Written exercise |
Please locate every line in the entries below that contains the word "sleeve" and copy each of those lines in full.

Source entries
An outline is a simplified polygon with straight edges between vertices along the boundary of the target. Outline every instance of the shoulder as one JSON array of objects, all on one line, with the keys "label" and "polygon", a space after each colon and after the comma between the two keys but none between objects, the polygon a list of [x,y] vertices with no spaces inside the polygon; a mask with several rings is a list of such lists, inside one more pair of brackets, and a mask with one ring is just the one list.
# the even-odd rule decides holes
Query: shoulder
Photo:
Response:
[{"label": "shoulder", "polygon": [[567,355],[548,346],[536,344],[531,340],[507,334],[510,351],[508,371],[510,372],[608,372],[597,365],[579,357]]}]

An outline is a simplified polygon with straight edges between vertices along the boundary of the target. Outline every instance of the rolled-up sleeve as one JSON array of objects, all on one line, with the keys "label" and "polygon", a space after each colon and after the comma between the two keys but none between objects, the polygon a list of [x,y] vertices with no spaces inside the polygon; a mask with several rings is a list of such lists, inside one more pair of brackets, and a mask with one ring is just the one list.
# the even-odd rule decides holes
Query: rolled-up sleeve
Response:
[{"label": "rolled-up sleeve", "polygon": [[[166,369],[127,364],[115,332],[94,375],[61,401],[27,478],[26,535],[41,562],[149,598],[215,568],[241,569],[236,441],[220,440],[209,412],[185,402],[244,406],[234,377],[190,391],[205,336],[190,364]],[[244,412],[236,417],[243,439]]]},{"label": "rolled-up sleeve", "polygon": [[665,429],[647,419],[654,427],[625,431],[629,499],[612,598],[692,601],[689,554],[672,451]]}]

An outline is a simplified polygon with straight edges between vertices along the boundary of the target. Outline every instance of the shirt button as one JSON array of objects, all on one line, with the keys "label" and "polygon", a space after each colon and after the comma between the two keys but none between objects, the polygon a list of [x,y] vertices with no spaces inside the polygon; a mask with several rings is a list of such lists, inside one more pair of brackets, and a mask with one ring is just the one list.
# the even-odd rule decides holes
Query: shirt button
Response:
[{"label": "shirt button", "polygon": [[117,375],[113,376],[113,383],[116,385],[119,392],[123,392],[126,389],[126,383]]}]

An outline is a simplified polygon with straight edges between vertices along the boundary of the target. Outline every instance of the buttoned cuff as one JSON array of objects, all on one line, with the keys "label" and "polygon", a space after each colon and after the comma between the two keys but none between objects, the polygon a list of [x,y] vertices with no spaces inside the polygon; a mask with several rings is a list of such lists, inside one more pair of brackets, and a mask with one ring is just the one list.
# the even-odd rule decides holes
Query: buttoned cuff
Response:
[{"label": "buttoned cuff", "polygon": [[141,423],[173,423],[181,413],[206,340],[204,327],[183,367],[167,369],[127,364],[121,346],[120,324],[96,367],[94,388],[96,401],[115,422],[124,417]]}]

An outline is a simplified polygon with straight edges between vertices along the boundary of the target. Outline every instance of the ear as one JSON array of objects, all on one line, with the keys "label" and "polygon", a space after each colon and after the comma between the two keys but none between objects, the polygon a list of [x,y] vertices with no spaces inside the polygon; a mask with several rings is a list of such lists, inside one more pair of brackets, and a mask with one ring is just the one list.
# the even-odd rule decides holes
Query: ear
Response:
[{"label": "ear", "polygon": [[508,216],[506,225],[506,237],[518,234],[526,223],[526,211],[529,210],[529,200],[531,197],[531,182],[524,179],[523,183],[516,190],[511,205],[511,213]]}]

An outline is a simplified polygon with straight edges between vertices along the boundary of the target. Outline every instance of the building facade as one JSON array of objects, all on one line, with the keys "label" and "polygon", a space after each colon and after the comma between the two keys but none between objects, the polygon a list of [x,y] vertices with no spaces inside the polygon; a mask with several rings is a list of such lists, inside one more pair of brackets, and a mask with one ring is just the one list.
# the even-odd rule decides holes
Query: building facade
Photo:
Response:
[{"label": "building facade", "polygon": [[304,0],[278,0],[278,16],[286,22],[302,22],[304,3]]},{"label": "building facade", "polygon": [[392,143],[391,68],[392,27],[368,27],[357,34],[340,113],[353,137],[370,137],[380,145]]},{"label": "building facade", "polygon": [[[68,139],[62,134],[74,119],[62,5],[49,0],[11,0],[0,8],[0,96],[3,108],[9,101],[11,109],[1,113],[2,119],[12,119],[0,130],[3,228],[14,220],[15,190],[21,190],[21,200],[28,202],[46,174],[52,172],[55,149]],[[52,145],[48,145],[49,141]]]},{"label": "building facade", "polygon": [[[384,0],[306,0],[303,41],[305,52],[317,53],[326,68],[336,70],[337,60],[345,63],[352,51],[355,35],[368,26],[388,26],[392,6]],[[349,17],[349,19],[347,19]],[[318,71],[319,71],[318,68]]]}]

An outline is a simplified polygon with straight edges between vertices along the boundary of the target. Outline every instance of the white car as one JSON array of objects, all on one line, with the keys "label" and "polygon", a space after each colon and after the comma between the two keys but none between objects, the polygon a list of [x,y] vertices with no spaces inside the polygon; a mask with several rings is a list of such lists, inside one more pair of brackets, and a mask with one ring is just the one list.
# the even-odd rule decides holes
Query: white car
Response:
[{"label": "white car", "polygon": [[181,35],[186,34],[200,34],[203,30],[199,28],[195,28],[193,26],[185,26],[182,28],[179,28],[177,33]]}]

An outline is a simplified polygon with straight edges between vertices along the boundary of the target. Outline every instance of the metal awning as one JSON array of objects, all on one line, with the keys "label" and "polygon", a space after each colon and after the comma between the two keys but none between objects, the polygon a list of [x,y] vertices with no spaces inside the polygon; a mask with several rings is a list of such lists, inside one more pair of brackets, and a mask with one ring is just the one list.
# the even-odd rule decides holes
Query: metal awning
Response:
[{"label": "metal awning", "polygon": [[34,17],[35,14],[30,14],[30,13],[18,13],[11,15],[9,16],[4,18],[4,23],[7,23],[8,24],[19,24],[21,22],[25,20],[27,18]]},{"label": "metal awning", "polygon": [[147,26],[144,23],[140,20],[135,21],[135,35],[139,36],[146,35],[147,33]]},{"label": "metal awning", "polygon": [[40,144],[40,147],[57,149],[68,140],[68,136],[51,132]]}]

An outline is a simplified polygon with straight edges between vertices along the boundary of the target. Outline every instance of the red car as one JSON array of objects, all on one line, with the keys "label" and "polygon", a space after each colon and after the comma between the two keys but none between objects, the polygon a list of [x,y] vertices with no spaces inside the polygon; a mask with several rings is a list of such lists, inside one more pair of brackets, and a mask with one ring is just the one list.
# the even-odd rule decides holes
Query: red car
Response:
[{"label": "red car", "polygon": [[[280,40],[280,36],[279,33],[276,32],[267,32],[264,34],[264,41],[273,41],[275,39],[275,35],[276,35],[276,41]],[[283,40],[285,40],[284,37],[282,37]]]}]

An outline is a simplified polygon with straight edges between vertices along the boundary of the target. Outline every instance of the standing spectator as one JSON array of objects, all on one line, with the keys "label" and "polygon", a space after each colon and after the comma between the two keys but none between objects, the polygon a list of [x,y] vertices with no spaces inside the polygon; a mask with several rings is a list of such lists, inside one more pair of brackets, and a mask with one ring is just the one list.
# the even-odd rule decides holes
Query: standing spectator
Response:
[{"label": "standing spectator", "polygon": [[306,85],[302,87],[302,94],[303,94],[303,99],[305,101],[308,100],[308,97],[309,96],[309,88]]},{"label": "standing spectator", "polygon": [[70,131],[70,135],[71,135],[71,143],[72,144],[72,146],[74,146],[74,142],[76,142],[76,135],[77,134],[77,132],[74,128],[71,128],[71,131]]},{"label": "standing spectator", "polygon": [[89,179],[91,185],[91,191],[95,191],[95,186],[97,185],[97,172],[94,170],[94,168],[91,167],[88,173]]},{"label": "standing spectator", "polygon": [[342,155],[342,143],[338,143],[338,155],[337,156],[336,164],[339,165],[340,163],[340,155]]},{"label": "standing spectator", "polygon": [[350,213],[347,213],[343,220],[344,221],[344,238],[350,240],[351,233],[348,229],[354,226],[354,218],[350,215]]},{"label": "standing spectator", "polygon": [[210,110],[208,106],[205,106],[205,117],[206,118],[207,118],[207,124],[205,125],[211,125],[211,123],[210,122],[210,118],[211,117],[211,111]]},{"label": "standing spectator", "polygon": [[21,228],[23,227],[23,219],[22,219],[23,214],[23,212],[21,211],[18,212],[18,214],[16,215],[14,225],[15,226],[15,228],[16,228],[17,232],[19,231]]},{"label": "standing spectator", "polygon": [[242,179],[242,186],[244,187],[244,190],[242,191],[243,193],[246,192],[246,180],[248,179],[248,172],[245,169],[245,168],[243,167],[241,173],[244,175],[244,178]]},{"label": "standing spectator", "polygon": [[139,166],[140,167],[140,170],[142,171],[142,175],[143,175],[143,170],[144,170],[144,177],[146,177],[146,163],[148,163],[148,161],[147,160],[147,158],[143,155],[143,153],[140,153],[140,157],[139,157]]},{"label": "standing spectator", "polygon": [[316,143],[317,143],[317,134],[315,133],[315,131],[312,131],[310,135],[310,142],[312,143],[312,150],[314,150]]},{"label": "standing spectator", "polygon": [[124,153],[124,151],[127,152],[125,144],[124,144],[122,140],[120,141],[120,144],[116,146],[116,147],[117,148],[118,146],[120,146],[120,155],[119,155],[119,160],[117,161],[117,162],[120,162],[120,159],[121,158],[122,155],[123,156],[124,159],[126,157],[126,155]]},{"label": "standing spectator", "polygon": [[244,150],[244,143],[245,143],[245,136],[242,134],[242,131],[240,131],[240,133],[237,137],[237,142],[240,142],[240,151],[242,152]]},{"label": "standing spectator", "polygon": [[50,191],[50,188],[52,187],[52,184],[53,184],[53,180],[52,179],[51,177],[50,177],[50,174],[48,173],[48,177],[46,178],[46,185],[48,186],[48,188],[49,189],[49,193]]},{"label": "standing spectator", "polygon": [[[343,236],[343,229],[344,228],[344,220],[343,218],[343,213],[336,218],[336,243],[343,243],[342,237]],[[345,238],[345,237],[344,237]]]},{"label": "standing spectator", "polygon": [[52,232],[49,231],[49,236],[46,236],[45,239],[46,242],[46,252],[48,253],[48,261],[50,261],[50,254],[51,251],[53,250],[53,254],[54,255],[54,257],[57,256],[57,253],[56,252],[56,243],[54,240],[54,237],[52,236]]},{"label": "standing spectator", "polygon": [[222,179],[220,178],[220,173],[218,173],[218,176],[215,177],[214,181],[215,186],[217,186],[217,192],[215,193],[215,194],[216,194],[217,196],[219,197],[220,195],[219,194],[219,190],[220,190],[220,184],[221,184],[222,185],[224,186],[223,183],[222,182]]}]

Final answer |
An outline is a simplified polygon with straight edges between vertices along the boundary of the target. Outline every instance of the rolled-up sleeve as one JSON array of objects, all on one line, with the keys "label" and "polygon", a space after each colon and after the comma between the two keys but none between objects, the polygon a list of [x,y] vertices with no spaces inside the polygon; a mask with several rings is a list of such lists, inside one more pair of brackets, and a mask with one ring is just the one list.
Query: rolled-up sleeve
[{"label": "rolled-up sleeve", "polygon": [[[166,369],[127,364],[115,332],[94,375],[61,401],[27,478],[26,535],[41,562],[149,598],[215,568],[241,569],[236,441],[220,440],[209,412],[185,402],[244,406],[234,377],[190,391],[205,336],[190,364]],[[244,412],[236,417],[243,439]]]},{"label": "rolled-up sleeve", "polygon": [[665,429],[647,419],[654,427],[625,431],[629,499],[612,598],[692,601],[689,554],[672,451]]}]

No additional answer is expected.